━━━━━ Records shown ━━━━━
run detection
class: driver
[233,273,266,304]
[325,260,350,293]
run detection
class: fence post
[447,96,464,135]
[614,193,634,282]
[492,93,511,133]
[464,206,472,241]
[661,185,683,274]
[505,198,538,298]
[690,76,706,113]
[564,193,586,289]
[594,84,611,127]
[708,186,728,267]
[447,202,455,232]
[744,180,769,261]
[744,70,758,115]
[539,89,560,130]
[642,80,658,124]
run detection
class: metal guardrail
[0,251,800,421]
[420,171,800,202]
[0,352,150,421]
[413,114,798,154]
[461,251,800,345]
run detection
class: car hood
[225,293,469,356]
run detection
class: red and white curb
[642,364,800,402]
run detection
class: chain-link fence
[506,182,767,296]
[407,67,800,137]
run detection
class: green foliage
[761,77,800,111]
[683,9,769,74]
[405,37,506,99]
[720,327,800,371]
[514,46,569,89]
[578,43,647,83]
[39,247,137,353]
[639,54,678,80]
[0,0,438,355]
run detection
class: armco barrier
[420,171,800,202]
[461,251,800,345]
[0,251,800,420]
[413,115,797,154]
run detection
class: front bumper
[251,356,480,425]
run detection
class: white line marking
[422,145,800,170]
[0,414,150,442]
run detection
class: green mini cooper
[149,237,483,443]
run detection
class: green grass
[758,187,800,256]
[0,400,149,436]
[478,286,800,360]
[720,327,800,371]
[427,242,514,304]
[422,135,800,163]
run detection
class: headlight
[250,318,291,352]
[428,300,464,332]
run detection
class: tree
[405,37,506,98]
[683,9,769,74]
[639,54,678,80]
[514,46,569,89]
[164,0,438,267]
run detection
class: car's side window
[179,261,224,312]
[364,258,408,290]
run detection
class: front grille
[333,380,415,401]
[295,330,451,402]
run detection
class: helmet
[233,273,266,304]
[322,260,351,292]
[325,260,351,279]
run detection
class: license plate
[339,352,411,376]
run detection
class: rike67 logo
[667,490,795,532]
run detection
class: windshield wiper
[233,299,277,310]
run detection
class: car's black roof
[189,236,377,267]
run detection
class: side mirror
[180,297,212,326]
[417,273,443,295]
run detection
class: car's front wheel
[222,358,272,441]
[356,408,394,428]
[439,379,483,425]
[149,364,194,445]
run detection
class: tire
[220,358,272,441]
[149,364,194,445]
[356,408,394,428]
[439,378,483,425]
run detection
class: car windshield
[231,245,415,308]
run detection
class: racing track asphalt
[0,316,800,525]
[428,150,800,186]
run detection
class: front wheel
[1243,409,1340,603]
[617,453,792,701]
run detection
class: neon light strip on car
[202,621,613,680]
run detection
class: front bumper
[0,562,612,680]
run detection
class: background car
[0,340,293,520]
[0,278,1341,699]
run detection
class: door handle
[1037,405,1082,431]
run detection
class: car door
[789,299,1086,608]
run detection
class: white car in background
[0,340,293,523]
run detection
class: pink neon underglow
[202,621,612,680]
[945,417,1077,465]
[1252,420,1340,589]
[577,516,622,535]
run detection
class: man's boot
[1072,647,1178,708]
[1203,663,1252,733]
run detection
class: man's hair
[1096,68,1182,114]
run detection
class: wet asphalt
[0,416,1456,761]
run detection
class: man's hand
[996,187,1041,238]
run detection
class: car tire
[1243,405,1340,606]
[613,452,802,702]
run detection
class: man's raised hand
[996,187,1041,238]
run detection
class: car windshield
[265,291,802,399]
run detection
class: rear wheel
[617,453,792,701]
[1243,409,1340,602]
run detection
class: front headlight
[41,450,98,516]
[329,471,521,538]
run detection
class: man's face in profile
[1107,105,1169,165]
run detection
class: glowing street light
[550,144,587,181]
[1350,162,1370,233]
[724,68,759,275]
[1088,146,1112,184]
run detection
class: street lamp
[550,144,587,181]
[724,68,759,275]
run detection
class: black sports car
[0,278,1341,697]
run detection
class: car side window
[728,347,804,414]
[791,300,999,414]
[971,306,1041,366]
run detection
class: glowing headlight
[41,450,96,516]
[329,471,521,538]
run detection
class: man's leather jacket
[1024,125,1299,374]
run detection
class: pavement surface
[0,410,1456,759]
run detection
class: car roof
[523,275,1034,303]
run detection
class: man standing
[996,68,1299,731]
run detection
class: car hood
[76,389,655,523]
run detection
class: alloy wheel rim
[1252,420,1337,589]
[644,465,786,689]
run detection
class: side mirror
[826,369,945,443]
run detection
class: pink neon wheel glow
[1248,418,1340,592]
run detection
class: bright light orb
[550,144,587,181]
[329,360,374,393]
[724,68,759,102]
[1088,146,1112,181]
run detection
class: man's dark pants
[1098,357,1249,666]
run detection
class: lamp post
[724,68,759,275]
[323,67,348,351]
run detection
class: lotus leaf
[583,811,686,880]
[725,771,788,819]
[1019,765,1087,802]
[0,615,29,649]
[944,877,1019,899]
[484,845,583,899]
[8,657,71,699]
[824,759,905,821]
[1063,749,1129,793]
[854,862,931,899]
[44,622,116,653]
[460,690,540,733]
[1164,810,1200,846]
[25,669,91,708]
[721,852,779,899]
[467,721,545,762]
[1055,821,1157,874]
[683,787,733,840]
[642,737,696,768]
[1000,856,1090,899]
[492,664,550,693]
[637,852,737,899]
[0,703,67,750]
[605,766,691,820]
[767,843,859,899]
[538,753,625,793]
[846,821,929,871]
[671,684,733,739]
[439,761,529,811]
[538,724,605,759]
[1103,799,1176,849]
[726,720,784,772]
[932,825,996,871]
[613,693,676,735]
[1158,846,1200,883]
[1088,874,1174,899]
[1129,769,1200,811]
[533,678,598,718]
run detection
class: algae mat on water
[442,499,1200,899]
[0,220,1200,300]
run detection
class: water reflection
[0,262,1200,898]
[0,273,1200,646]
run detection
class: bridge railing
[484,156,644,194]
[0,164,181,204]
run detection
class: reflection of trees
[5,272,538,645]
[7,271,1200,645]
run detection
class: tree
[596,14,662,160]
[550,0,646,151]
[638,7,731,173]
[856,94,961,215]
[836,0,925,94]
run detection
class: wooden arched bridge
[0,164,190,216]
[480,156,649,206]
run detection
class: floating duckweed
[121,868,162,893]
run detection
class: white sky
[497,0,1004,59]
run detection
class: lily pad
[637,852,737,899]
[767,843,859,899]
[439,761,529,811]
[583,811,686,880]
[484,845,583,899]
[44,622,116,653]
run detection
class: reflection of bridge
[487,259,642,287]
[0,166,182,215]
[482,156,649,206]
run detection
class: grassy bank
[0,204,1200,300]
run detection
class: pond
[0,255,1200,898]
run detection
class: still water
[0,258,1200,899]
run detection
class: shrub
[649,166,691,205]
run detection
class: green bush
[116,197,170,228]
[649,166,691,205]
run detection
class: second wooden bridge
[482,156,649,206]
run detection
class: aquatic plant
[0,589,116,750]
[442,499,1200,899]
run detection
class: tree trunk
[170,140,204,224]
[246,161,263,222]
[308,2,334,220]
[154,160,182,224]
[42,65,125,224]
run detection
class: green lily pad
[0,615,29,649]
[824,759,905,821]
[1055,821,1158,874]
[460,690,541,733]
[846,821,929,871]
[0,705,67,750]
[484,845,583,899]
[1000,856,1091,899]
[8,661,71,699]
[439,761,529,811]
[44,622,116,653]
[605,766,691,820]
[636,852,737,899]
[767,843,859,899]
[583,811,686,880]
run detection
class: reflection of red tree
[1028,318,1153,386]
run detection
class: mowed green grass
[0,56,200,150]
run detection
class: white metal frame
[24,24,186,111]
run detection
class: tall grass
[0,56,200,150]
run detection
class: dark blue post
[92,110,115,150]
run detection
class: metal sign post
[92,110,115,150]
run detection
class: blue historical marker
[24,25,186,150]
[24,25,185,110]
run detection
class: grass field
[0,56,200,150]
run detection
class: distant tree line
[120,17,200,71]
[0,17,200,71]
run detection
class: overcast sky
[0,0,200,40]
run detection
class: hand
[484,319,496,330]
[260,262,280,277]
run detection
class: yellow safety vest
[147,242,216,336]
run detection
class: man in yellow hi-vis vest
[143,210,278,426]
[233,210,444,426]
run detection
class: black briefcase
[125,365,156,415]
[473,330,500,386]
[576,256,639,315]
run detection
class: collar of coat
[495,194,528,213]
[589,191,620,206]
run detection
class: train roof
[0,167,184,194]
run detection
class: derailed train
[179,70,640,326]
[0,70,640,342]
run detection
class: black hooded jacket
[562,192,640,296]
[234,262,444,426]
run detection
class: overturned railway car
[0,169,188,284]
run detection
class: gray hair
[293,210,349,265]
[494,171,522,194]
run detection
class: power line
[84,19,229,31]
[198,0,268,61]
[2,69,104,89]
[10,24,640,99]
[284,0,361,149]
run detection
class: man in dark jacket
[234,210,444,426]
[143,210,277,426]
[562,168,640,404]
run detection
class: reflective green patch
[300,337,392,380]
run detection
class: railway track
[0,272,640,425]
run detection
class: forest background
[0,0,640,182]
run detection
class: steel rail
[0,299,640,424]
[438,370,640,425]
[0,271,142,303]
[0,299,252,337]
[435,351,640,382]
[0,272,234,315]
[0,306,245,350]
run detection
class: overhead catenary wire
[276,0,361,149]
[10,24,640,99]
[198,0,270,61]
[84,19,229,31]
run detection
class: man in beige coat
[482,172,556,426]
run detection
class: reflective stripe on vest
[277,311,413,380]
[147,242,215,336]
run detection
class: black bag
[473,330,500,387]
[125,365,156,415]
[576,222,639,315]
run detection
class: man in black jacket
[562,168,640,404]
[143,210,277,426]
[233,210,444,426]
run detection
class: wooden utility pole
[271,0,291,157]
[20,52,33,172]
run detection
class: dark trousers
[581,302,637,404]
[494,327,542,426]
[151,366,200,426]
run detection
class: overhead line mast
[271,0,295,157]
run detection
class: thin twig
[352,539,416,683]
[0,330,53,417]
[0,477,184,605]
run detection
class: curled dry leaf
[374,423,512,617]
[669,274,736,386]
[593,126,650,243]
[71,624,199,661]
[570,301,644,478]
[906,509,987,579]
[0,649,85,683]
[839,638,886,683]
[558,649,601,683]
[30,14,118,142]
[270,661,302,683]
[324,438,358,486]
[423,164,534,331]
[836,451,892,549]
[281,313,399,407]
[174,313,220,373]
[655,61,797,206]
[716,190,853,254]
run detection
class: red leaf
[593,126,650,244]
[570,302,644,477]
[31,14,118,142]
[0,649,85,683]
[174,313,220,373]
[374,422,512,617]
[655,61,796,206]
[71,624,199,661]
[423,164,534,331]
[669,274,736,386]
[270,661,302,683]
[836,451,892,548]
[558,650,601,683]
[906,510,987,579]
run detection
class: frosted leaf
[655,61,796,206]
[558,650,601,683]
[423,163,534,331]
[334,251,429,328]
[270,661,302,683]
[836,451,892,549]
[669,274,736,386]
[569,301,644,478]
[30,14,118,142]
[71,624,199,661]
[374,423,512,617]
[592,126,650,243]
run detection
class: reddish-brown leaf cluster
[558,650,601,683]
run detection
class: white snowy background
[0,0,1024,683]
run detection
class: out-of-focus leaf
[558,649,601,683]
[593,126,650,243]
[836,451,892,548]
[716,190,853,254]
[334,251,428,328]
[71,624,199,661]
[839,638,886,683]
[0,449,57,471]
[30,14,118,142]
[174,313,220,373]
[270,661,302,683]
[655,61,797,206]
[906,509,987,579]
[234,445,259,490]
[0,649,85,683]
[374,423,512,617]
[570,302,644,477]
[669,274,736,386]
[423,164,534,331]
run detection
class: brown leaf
━━━━━
→ **Instructions for the task**
Reproduce the items from the start through the line containing "[225,293,469,356]", switching "metal guardrail" to "steel guardrail" and leaving everything else unchanged.

→ **Answer**
run detection
class: driver
[233,273,266,304]
[325,260,350,293]
run detection
class: fence post
[447,96,464,135]
[614,193,634,282]
[492,93,511,133]
[464,206,472,241]
[661,185,683,274]
[505,198,538,298]
[690,76,706,113]
[564,193,586,289]
[594,84,611,127]
[708,186,728,267]
[447,202,455,232]
[744,180,769,261]
[744,70,758,115]
[539,89,560,130]
[642,80,658,124]
run detection
class: steel guardrail
[0,251,800,421]
[420,171,800,202]
[0,352,150,421]
[413,114,798,154]
[461,251,800,345]
run detection
class: car hood
[225,293,469,356]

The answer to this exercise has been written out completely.